**Ejercicio breve**
En el fragmento proporcionado, ¿cómo se llama el portero de edificio que se describe como retorcido y cruel?

**Fragmento proporcionado**
---*---

La historia me pareció original desde el principio. Su planteamiento lo es, y es que pocas veces nos paramos a pensar en que nuestra vida podría estar en las manos de quien menos nos esperamos y de la manera menos insospechada posible. Como por ejemplo, en las de ese portero de edificio que nos saluda amablemente cada mañana, al salir de nuestro piso. Ese hombre agradable, educado, solícito (no podía dejar de imaginarme al fantástico Luis Tosar), que nos ayuda con las bolsas de la compra, que nos abre la puerta cuando nos hemos dejado las llaves dentro. En manos de alguien tan retorcido y cruel como Cillian, ese portero de edificio con acceso a nuestra vivienda, a nuestra vida más íntima, podría estar nuestra vida, y eso me pone nervioso, no sé a ustedes.

---*---

**Listado**
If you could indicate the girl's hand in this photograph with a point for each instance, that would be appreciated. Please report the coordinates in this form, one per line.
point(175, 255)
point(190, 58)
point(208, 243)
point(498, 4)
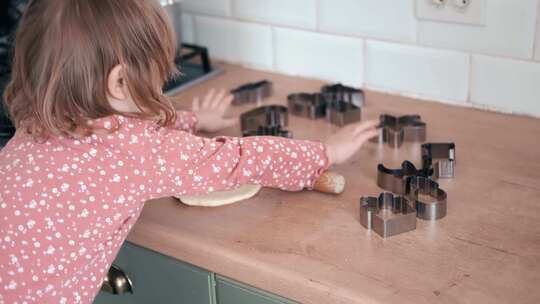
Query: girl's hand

---*---

**Respuesta**
Cillian.